▸ INPUT FOR THIS TASK
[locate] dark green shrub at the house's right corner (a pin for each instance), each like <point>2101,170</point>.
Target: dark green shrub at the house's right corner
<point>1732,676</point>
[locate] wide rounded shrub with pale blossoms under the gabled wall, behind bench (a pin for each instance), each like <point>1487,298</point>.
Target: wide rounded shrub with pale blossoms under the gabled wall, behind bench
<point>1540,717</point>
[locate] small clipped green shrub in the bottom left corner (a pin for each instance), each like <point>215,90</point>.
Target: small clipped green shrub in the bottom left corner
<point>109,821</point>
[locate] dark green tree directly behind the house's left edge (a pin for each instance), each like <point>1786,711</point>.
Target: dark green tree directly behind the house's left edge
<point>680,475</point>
--
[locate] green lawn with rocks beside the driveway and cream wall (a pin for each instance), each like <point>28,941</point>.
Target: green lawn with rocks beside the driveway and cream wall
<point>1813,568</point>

▸ AIM OF THE TASK
From the material above, set down exactly the lines between the line holding "Target: dark green shrub" and the line holding "[locate] dark green tree", inclusive. Include nothing else.

▸ TASK SOLUTION
Target: dark green shrub at the house's right corner
<point>1732,676</point>
[locate] wide rounded shrub with pale blossoms under the gabled wall, behind bench (a pin for each instance), each like <point>1487,298</point>.
Target: wide rounded shrub with pale blossoms under the gabled wall, behind bench
<point>1540,717</point>
[locate] small clipped green shrub in the bottom left corner (a pin for each instance), each like <point>215,90</point>.
Target: small clipped green shrub in the bottom left corner
<point>109,821</point>
[locate] dark green tree directly behind the house's left edge (a pin for each instance), each like <point>1786,711</point>.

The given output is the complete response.